[START]
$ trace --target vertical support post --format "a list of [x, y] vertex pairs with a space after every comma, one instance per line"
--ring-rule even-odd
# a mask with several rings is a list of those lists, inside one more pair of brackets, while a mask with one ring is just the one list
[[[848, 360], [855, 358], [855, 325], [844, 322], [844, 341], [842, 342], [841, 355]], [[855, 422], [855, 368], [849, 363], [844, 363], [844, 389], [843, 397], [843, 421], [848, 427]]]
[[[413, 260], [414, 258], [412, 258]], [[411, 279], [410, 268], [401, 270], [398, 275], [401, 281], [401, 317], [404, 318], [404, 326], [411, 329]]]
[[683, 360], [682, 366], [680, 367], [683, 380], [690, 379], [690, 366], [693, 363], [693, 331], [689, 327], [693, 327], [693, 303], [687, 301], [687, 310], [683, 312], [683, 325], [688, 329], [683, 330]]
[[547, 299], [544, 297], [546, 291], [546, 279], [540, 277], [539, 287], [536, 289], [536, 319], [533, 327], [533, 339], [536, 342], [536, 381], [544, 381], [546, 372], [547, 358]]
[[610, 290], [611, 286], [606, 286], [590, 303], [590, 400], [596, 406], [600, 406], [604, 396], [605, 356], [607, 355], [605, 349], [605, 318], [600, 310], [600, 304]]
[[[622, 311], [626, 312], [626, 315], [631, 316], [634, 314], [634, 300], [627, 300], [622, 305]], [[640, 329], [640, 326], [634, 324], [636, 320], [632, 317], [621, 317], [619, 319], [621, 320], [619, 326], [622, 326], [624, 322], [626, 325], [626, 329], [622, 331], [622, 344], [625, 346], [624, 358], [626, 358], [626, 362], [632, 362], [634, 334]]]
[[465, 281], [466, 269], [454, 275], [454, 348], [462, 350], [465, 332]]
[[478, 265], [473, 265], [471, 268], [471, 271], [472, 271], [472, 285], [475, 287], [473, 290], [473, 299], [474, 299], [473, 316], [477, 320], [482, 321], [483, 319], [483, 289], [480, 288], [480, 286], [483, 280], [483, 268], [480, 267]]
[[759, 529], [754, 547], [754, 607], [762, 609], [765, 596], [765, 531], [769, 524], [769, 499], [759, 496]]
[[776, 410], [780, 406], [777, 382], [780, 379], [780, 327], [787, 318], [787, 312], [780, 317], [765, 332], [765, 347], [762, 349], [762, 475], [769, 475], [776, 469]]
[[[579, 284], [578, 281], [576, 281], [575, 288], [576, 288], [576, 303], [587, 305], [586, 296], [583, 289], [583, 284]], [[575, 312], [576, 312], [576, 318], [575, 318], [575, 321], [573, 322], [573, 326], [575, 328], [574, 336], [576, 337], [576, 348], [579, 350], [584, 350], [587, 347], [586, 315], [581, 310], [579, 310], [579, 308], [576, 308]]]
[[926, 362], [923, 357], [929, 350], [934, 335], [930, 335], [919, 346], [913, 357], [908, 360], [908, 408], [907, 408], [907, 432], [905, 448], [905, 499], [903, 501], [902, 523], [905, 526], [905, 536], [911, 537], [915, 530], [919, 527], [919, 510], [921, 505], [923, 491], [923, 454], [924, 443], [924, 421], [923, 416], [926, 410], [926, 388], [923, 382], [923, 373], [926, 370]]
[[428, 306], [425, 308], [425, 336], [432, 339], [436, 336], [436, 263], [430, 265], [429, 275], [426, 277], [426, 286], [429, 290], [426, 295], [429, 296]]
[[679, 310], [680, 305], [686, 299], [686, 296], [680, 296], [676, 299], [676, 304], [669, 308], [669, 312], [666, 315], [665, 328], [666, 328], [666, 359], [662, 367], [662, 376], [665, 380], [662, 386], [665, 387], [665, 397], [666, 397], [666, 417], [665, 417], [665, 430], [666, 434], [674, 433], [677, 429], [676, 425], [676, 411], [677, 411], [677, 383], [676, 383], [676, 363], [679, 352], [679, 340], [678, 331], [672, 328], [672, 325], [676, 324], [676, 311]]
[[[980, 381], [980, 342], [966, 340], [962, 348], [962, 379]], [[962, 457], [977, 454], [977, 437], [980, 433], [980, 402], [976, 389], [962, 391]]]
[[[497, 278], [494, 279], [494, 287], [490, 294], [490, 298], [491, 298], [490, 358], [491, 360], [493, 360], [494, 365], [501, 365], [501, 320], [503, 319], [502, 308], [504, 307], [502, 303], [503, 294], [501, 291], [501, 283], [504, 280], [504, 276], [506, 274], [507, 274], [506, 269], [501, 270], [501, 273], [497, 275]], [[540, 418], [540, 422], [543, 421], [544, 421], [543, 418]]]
[END]
• **Exercise**
Reproduce all of the records above verbatim, keeping every line unchanged.

• **Output of the task**
$ trace --target vertical support post --format "a list of [x, y] vertex pairs with a space after every comma, one instance per line"
--ring-rule even-odd
# a mask with several rings is a list of those lists, inside one more pair of brackets, while a mask with one ring is just the one list
[[[848, 360], [855, 358], [855, 325], [844, 322], [844, 341], [842, 342], [841, 355]], [[855, 422], [855, 368], [849, 363], [844, 363], [844, 389], [843, 397], [843, 421], [848, 427]]]
[[[413, 260], [414, 258], [412, 258]], [[411, 279], [410, 268], [401, 270], [398, 275], [401, 281], [401, 317], [404, 318], [404, 326], [411, 329]]]
[[683, 360], [682, 366], [680, 367], [683, 380], [690, 379], [690, 366], [693, 363], [693, 331], [689, 327], [693, 327], [693, 303], [687, 301], [687, 310], [683, 312], [683, 325], [688, 329], [683, 330]]
[[547, 299], [544, 297], [546, 291], [546, 279], [540, 277], [539, 287], [536, 289], [536, 319], [533, 327], [533, 339], [536, 342], [536, 381], [544, 381], [546, 372], [547, 358]]
[[610, 290], [611, 286], [606, 286], [590, 303], [590, 400], [596, 406], [600, 406], [604, 396], [605, 356], [607, 355], [605, 349], [605, 318], [600, 310], [600, 304]]
[[[622, 311], [626, 312], [626, 315], [631, 316], [634, 314], [634, 300], [627, 300], [622, 305]], [[640, 329], [640, 326], [634, 324], [636, 320], [632, 317], [621, 317], [619, 319], [621, 320], [619, 326], [622, 326], [624, 322], [626, 325], [626, 329], [622, 331], [622, 344], [625, 346], [624, 358], [626, 358], [626, 362], [632, 362], [634, 334]]]
[[465, 281], [466, 269], [454, 275], [454, 348], [462, 350], [465, 332]]
[[478, 265], [473, 265], [471, 268], [471, 271], [472, 271], [472, 285], [475, 287], [473, 290], [473, 299], [474, 299], [473, 316], [477, 320], [482, 321], [483, 319], [483, 289], [480, 288], [480, 286], [483, 280], [483, 268], [480, 267]]
[[759, 529], [754, 547], [754, 607], [762, 609], [765, 596], [765, 531], [769, 524], [769, 499], [759, 496]]
[[776, 410], [780, 406], [777, 382], [780, 379], [780, 327], [787, 318], [787, 312], [780, 317], [765, 332], [765, 347], [762, 349], [762, 475], [769, 475], [776, 469]]
[[[579, 284], [578, 281], [576, 281], [575, 288], [576, 288], [576, 303], [587, 305], [586, 296], [583, 289], [583, 284]], [[575, 312], [576, 312], [576, 318], [575, 318], [575, 321], [573, 322], [573, 326], [575, 328], [574, 336], [576, 337], [576, 348], [579, 350], [584, 350], [587, 347], [586, 315], [581, 310], [579, 310], [579, 308], [576, 308]]]
[[926, 362], [923, 357], [929, 350], [934, 335], [930, 335], [919, 346], [913, 357], [908, 360], [908, 408], [907, 408], [907, 432], [905, 448], [905, 499], [903, 501], [902, 523], [905, 526], [905, 536], [911, 537], [915, 530], [919, 527], [919, 510], [921, 505], [923, 491], [923, 454], [924, 443], [924, 421], [923, 416], [926, 410], [926, 388], [923, 382], [923, 373], [926, 370]]
[[428, 306], [425, 308], [425, 336], [432, 339], [436, 336], [436, 263], [430, 265], [429, 275], [426, 277], [426, 286], [429, 290], [426, 295], [429, 296]]
[[679, 310], [680, 305], [686, 299], [686, 296], [680, 296], [676, 299], [676, 304], [669, 308], [669, 312], [666, 315], [665, 328], [666, 328], [666, 359], [662, 367], [662, 376], [665, 380], [662, 386], [665, 387], [665, 397], [666, 397], [666, 417], [665, 417], [665, 430], [666, 434], [674, 433], [677, 429], [676, 425], [676, 411], [677, 411], [677, 383], [676, 383], [676, 363], [679, 352], [679, 340], [678, 331], [672, 328], [672, 325], [676, 324], [676, 311]]
[[[980, 381], [980, 342], [966, 340], [962, 348], [962, 379]], [[962, 457], [977, 454], [977, 437], [980, 433], [980, 402], [976, 389], [962, 391]]]
[[[497, 278], [494, 279], [494, 287], [490, 294], [490, 298], [491, 298], [490, 358], [491, 360], [493, 360], [494, 365], [501, 365], [501, 320], [503, 319], [502, 308], [504, 307], [502, 303], [503, 294], [501, 291], [501, 283], [504, 280], [504, 276], [506, 274], [507, 274], [506, 269], [501, 270], [501, 273], [497, 275]], [[540, 418], [540, 422], [543, 421], [544, 421], [543, 418]]]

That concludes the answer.